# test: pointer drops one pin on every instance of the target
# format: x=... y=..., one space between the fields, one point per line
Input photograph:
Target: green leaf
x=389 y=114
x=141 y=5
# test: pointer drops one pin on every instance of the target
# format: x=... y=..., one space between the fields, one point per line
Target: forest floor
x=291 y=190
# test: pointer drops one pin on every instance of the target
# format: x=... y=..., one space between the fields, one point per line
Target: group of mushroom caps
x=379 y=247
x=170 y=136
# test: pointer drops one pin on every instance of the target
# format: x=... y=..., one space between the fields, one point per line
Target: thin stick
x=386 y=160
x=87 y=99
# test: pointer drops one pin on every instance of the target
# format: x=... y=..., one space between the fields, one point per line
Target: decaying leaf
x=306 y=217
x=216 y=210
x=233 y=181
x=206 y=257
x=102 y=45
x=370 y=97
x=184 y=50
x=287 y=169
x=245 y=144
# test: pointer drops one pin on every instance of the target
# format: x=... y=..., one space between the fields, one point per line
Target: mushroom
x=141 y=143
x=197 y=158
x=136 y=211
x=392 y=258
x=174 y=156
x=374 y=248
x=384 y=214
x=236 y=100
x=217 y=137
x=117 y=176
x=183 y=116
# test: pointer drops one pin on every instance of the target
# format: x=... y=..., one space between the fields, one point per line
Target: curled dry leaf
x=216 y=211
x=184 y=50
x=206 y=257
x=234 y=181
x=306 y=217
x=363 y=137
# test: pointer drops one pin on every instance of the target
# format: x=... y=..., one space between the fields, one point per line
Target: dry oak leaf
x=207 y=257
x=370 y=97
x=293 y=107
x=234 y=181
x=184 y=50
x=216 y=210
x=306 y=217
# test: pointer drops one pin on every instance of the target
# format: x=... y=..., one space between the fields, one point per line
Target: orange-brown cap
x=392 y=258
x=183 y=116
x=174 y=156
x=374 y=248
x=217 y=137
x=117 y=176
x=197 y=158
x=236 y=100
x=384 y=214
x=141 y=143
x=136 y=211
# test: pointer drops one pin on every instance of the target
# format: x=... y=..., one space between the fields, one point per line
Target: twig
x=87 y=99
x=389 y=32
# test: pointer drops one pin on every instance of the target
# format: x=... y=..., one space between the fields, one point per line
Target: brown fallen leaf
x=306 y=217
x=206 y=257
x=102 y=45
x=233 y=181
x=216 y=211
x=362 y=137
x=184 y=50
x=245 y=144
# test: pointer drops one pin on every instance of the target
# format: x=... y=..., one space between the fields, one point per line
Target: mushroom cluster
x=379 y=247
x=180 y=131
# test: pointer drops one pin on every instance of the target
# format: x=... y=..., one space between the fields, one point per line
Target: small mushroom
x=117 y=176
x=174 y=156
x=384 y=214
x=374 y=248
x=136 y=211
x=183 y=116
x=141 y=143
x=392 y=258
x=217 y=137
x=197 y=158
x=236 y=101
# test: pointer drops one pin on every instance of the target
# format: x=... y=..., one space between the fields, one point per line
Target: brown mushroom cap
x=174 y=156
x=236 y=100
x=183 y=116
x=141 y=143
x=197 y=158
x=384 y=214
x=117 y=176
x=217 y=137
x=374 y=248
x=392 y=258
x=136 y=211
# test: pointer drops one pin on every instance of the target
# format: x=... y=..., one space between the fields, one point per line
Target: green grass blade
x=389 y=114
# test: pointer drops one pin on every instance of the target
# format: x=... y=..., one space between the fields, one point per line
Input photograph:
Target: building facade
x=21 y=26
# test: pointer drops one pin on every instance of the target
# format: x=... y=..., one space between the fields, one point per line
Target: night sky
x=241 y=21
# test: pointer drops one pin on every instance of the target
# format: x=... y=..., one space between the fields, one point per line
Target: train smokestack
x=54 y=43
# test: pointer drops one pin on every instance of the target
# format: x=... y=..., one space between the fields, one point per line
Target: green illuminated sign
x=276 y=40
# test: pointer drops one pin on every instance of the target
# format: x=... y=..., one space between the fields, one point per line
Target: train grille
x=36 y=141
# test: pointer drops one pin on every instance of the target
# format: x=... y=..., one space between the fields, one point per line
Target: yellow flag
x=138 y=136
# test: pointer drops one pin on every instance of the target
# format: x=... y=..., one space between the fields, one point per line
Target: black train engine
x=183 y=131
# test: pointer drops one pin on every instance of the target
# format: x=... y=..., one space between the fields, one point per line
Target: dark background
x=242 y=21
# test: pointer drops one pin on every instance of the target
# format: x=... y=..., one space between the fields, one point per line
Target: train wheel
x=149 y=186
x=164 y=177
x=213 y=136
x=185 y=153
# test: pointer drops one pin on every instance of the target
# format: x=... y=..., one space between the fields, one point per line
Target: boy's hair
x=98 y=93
++++++
**Work to complete:** Retype the records above exactly.

**Result:**
# test: pointer drops one pin on every instance of the target
# format: x=... y=..., one space between the fields, one point per line
Input photograph:
Target: green leaf
x=389 y=114
x=141 y=5
# test: pointer drops one pin on every instance of the target
# format: x=... y=..., one space between the fields, one point per line
Target: forest floor
x=291 y=190
# test: pointer drops one pin on every instance of the target
# format: x=... y=..., one space between the fields, one point per line
Target: group of mushroom caps
x=379 y=247
x=170 y=136
# test: pointer drops one pin on every instance of the target
# format: x=... y=..., one space between the fields, one point per line
Target: thin stick
x=386 y=160
x=87 y=99
# test: pointer drops one pin on every instance of the target
# format: x=... y=..., one space between the fields, one point per line
Target: decaying leaf
x=306 y=217
x=216 y=210
x=233 y=181
x=206 y=257
x=102 y=45
x=370 y=97
x=184 y=50
x=287 y=169
x=245 y=144
# test: pointer drops one pin on every instance of the target
# format: x=... y=..., one space between the fields, one point per line
Target: mushroom
x=141 y=143
x=197 y=158
x=136 y=211
x=392 y=258
x=174 y=156
x=374 y=248
x=384 y=214
x=236 y=100
x=217 y=137
x=117 y=176
x=183 y=116
# test: pointer drops one pin on every instance of the target
# format: x=... y=..., one space between the fields, one point per line
Target: curled dry leaf
x=216 y=211
x=184 y=50
x=206 y=257
x=234 y=181
x=306 y=217
x=363 y=137
# test: pointer drops one pin on every instance of the target
# format: x=... y=..., one space between the fields, one point per line
Target: dry oak leaf
x=207 y=257
x=370 y=97
x=293 y=107
x=234 y=181
x=184 y=50
x=216 y=210
x=306 y=217
# test: pointer drops one pin on every instance of the target
# format: x=... y=..., one space between the fields, one point per line
Target: orange-brown cap
x=392 y=258
x=183 y=116
x=174 y=156
x=374 y=248
x=217 y=137
x=117 y=176
x=197 y=158
x=236 y=100
x=384 y=214
x=141 y=143
x=136 y=211
# test: pointer drops one pin on every instance of the target
# format: x=... y=..., one space between the fields, one point per line
Target: twig
x=87 y=99
x=389 y=32
# test: pointer drops one pin on every instance of the target
# format: x=... y=..., one space between the fields, one point per line
Target: brown fallen leaf
x=306 y=217
x=206 y=257
x=102 y=45
x=233 y=181
x=216 y=211
x=362 y=137
x=184 y=50
x=245 y=144
# test: pointer drops one pin on every instance of the target
# format: x=... y=..., one space between the fields, one point per line
Target: mushroom cluster
x=379 y=247
x=180 y=131
# test: pointer drops one pin on every instance of the target
# format: x=... y=..., one space between the fields, one point per line
Target: small mushroom
x=117 y=176
x=174 y=156
x=384 y=214
x=374 y=248
x=136 y=211
x=183 y=116
x=141 y=143
x=392 y=258
x=217 y=137
x=197 y=158
x=236 y=101
# test: pointer drops one pin on every instance of the target
# format: x=... y=..., one space between the fields, one point per line
Target: brown mushroom cap
x=174 y=156
x=236 y=100
x=183 y=116
x=141 y=143
x=197 y=158
x=384 y=214
x=117 y=176
x=217 y=137
x=374 y=248
x=392 y=258
x=136 y=211
# test: pointer drops one pin on every instance of the target
# format: x=... y=..., one space between the fields, one point per line
Target: green grass blade
x=389 y=114
# test: pointer drops one pin on every instance of the target
# format: x=... y=..., one space between the fields, one point per line
Input photograph:
Target: building facade
x=21 y=26
# test: pointer drops one pin on every instance of the target
# format: x=... y=..., one space between the fields, one point per line
Target: night sky
x=241 y=21
# test: pointer drops one pin on every instance of the target
# format: x=... y=..., one space between the fields, one point per line
Target: train smokestack
x=54 y=43
# test: pointer drops one pin on every instance of the target
# format: x=... y=..., one space between the fields, one point per line
Target: green illuminated sign
x=276 y=40
# test: pointer drops one pin on every instance of the target
# format: x=... y=..., one space between the fields, one point per line
Target: train grille
x=36 y=141
# test: pointer drops one pin on every instance of the target
# format: x=... y=..., one space between the fields, one point per line
Target: yellow flag
x=138 y=136
# test: pointer drops one pin on every instance of the target
# format: x=... y=..., one space between the fields, one point per line
Target: black train engine
x=183 y=131
# test: pointer drops one pin on every instance of the target
# format: x=... y=..., one space between the fields, one point per line
Target: dark background
x=242 y=21
# test: pointer drops one pin on every instance of the target
# format: x=... y=..., one space between the fields, one point per line
Target: train wheel
x=149 y=186
x=164 y=177
x=213 y=136
x=185 y=153
# test: pointer drops one pin on every instance of the target
# format: x=... y=..., one space between the fields, one point per line
Target: boy's hair
x=98 y=93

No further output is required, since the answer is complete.